Work to complete: Verbatim output of all the material below is required.

-------- Provided records --------

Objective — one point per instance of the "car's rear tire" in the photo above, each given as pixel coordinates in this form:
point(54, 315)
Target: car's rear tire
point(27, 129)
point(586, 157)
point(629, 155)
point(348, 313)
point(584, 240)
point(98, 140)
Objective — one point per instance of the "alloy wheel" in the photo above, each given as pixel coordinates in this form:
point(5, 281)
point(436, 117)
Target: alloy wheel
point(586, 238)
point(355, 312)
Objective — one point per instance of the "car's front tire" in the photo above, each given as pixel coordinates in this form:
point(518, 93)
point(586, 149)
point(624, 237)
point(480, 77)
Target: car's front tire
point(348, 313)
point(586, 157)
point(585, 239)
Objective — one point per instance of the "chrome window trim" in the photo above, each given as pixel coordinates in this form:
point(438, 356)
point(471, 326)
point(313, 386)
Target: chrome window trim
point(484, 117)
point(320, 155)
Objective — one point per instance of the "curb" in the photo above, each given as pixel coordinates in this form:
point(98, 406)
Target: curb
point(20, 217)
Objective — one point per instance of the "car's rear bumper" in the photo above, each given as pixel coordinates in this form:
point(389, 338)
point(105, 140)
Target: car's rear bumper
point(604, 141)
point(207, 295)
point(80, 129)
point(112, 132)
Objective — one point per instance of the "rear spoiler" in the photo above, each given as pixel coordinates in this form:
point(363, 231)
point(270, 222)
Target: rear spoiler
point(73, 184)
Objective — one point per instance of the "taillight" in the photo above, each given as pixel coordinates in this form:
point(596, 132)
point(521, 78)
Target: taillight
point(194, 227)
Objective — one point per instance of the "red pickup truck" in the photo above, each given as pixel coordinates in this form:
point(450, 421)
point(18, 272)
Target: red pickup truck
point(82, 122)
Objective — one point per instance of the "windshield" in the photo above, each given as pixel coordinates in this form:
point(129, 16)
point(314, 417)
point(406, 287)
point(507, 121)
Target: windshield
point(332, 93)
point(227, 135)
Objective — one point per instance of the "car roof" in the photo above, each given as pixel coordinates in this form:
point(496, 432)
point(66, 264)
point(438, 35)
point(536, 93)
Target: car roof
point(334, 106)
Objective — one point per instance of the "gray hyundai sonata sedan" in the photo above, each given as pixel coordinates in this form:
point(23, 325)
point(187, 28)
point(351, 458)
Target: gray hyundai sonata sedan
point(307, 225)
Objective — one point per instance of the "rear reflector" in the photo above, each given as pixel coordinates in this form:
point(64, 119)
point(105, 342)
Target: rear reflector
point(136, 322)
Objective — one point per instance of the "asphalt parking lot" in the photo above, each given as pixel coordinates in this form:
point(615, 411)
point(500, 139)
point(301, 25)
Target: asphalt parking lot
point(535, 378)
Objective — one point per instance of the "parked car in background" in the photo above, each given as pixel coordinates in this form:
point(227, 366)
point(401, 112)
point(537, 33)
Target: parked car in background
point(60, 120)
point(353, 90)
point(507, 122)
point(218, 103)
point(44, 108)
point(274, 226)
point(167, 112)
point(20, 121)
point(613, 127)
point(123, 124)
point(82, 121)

--------

Result of the task:
Objective — one point per instance of the "car's rear tire" in the photo above, each given as pixel coordinates in this form:
point(54, 315)
Target: car's rear tire
point(27, 129)
point(586, 157)
point(629, 155)
point(348, 313)
point(584, 240)
point(98, 140)
Objective — one point per instance of the "alloy wheel" in the photo above, each given as pixel coordinates in this form:
point(5, 281)
point(436, 117)
Target: alloy wheel
point(586, 238)
point(355, 312)
Objective — one point per instance of the "car's front tire" in the photo above, each given as pixel coordinates in this form:
point(518, 93)
point(586, 149)
point(624, 237)
point(480, 77)
Target: car's front tire
point(348, 313)
point(586, 157)
point(585, 239)
Objective — one point per instance of the "chrome window trim" in the photo above, each given as pixel coordinates in this form:
point(438, 356)
point(471, 326)
point(313, 386)
Target: chrome window trim
point(484, 117)
point(320, 155)
Objective — one point per instance of the "curb" in the photo above, each given as pixel coordinates in this form:
point(98, 406)
Target: curb
point(20, 217)
Objective — one point per instance of the "car's rear bumper" in the photo above, each given as pixel coordinates in this form:
point(389, 338)
point(105, 140)
Target: car's rear bumper
point(604, 141)
point(207, 295)
point(80, 129)
point(112, 132)
Objective — one point per instance of the "rear spoiler" in the photo above, each given as pixel coordinates in this form:
point(363, 231)
point(270, 222)
Target: rear spoiler
point(73, 184)
Objective — one point per instance of the "taillight" in the photo above, each given as pixel coordinates in this form:
point(596, 132)
point(521, 78)
Target: taillight
point(194, 227)
Objective — one point per instance of the "red pickup truck" in the photo above, each given as pixel coordinates in this form:
point(450, 421)
point(18, 272)
Target: red pickup truck
point(82, 122)
Objective — one point per instance of the "windshield" in the photo above, each given as pixel coordinates in this form:
point(129, 16)
point(314, 417)
point(406, 287)
point(507, 121)
Target: windshield
point(332, 93)
point(227, 135)
Objective — one point per instance of the "car roof" in the photo above, each given as pixel coordinates in this form:
point(496, 432)
point(66, 264)
point(438, 35)
point(536, 93)
Target: car roof
point(334, 106)
Objective — one point per instance of the "gray hyundai sonata sedan" in the photo above, each given as pixel coordinates in this form:
point(23, 325)
point(187, 28)
point(351, 458)
Target: gray hyundai sonata sedan
point(307, 225)
Objective — one point per instance of the "rear reflector" in the photo above, each given as pixel coordinates in this form:
point(64, 119)
point(105, 342)
Target: rear reflector
point(136, 322)
Objective — one point per instance of the "asphalt parking lot" in the photo above, each given as pixel coordinates in this form:
point(615, 411)
point(500, 139)
point(301, 25)
Target: asphalt parking lot
point(535, 378)
Objective — one point per instance of the "parked car in background" in the photo above, each given as pixel coordinates in this form:
point(227, 366)
point(401, 112)
point(537, 33)
Target: parked car in background
point(60, 120)
point(353, 90)
point(507, 122)
point(218, 103)
point(44, 108)
point(274, 226)
point(167, 112)
point(20, 121)
point(613, 127)
point(123, 124)
point(82, 121)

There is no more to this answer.